DATASET EXCERPTS:
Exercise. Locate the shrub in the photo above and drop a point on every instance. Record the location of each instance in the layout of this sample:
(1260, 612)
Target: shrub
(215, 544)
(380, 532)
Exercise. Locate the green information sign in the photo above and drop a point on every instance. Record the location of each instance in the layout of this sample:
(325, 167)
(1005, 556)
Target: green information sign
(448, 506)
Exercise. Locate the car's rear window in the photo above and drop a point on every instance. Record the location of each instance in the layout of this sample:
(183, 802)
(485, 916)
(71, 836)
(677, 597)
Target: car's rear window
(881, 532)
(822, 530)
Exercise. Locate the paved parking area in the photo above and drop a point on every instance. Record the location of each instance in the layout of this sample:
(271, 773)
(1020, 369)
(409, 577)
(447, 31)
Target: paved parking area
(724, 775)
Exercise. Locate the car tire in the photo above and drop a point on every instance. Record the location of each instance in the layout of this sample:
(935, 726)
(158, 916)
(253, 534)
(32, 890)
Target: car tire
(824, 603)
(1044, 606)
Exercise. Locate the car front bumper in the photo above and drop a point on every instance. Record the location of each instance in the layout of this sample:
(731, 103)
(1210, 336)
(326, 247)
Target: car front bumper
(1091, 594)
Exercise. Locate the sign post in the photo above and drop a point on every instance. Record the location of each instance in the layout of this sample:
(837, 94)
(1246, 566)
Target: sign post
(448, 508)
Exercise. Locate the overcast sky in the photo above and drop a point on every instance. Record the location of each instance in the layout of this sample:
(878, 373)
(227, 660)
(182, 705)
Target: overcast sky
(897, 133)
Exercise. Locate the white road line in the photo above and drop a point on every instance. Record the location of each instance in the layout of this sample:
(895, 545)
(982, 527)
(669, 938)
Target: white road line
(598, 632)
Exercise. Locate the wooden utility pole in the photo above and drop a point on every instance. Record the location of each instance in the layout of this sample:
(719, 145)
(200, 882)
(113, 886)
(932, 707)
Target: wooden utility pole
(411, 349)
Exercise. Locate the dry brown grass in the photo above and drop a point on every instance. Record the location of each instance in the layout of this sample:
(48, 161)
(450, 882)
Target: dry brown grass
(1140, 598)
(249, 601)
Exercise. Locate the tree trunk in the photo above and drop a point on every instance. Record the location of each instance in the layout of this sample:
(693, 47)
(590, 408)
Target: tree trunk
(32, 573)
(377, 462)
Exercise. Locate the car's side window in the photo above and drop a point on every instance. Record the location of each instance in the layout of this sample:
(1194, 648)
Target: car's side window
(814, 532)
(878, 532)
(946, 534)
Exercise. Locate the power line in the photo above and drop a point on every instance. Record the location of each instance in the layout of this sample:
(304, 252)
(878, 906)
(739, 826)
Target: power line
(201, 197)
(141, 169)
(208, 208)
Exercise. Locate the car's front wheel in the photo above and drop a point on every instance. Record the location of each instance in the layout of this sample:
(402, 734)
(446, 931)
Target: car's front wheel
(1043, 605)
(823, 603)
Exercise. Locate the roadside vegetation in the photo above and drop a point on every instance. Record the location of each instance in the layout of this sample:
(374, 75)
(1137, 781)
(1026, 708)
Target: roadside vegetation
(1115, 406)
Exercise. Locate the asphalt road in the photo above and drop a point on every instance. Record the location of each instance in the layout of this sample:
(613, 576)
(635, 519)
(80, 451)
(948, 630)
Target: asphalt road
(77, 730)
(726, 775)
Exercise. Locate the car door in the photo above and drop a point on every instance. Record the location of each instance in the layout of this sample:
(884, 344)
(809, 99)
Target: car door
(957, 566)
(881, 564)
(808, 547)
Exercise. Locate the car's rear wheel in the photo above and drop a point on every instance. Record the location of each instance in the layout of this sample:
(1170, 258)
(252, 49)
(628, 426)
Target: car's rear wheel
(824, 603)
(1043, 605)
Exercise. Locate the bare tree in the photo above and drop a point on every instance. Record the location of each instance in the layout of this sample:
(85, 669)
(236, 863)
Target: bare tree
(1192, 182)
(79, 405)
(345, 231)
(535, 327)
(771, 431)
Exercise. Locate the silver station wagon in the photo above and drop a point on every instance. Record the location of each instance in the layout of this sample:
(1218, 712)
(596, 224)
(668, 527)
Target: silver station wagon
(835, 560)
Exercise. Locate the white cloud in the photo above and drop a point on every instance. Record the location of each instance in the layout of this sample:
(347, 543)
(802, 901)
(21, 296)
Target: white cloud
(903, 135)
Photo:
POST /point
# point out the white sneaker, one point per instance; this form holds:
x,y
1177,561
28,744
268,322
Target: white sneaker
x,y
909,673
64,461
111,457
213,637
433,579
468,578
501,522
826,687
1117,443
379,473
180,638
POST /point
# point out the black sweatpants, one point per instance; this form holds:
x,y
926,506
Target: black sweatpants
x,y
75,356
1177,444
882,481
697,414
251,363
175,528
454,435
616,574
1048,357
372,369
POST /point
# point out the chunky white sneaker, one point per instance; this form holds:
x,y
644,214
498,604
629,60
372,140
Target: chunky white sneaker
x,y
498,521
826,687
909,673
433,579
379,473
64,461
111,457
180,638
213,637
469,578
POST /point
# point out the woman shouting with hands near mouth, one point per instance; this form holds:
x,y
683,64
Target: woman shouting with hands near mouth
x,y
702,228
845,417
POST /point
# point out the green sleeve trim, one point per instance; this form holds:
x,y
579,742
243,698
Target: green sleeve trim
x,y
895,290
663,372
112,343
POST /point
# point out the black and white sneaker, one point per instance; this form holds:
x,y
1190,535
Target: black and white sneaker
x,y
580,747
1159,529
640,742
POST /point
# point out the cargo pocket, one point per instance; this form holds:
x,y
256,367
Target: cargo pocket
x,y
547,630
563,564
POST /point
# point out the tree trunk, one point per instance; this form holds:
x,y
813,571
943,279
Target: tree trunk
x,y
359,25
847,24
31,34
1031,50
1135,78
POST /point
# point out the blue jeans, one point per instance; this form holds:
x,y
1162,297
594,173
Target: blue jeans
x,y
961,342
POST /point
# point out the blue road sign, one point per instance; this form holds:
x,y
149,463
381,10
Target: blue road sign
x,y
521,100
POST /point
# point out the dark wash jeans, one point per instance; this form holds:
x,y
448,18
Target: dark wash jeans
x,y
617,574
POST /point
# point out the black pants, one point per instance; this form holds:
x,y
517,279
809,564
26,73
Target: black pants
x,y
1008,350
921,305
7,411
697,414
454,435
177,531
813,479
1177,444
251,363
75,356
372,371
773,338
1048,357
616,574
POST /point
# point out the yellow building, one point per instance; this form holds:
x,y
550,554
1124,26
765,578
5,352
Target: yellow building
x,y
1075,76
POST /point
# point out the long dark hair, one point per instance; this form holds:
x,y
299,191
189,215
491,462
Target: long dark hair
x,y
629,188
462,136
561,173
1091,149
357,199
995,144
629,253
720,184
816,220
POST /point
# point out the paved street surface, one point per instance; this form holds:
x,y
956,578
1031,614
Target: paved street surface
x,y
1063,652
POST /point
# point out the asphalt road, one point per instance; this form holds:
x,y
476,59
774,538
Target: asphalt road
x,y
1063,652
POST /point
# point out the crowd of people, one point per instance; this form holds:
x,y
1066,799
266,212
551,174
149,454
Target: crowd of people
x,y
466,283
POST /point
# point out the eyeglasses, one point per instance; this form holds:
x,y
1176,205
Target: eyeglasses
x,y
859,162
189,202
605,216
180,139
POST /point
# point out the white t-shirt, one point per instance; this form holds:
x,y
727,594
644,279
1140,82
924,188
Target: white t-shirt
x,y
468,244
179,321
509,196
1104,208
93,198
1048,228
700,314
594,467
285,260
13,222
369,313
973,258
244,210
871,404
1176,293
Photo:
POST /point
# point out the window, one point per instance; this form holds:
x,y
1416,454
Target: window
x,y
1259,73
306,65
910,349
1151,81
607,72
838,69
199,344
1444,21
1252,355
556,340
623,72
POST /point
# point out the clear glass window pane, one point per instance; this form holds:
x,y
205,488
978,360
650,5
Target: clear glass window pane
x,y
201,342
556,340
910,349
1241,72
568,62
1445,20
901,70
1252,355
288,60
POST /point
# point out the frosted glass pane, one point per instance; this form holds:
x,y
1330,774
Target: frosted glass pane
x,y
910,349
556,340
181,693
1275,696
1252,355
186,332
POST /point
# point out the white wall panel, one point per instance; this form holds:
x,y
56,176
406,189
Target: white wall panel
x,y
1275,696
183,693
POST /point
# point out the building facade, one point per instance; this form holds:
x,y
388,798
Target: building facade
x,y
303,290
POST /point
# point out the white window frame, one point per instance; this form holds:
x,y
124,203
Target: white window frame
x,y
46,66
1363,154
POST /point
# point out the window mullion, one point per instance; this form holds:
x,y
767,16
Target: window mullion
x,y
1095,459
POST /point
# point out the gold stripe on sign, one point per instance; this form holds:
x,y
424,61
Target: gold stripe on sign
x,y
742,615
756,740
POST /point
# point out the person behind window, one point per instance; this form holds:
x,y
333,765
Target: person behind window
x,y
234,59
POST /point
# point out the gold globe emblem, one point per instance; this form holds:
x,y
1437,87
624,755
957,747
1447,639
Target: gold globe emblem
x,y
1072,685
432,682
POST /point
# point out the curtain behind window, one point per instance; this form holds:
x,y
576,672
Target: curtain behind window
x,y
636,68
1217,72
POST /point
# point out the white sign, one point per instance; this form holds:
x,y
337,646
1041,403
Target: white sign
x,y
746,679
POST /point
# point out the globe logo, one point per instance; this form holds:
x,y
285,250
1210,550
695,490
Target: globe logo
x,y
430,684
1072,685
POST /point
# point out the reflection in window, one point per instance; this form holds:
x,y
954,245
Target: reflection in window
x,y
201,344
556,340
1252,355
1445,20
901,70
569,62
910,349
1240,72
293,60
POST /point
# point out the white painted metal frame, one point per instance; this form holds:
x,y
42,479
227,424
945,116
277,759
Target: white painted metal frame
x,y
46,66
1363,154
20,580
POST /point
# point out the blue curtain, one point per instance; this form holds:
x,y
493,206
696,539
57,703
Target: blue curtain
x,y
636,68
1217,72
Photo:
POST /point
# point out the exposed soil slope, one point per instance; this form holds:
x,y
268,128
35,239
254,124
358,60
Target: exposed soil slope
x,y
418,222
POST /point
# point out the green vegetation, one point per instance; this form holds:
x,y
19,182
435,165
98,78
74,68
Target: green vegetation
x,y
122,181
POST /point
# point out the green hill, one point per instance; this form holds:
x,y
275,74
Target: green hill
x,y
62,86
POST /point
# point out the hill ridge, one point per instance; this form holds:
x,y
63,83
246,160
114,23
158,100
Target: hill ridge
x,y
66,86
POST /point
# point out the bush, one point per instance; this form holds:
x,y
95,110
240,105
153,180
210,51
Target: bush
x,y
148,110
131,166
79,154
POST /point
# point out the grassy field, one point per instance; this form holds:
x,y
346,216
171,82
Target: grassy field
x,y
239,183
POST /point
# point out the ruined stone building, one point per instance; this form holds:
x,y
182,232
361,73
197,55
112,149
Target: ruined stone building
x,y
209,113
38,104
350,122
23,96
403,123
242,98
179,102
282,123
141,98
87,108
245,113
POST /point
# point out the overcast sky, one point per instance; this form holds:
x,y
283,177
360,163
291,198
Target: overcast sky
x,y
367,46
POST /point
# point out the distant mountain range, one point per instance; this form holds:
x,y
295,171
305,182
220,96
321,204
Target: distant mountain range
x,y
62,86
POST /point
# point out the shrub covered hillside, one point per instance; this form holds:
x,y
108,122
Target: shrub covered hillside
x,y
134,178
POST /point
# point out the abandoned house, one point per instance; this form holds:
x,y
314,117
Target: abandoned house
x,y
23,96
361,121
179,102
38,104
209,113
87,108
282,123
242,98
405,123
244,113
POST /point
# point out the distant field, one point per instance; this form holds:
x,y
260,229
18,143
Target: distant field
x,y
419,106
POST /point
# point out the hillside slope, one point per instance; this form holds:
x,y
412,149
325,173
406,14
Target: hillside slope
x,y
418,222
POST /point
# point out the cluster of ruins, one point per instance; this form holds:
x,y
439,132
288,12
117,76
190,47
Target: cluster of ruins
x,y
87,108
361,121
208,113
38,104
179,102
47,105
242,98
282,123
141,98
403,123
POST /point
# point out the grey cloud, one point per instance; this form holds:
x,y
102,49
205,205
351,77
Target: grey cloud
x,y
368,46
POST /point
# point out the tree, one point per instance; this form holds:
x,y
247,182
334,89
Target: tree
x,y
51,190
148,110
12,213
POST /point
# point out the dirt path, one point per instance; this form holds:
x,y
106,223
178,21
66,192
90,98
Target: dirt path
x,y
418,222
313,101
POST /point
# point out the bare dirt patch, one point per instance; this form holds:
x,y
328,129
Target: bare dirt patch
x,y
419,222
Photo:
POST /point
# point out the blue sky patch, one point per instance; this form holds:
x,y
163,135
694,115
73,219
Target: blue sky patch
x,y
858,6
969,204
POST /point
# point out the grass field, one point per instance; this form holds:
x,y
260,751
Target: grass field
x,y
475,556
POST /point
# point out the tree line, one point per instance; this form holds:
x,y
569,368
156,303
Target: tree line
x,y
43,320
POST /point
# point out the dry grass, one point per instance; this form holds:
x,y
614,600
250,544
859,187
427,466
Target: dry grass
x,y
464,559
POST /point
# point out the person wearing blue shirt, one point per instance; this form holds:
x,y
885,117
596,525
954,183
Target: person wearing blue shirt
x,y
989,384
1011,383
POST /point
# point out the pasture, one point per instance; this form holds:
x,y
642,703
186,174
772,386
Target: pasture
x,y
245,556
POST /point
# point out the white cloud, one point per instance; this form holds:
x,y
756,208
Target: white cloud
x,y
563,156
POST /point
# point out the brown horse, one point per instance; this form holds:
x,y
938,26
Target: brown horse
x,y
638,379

GIVEN INSTRUCTION: How many lines in the items above contain the string "pole"? Case counts. Give only the number.

RESULT OF THE TASK: 2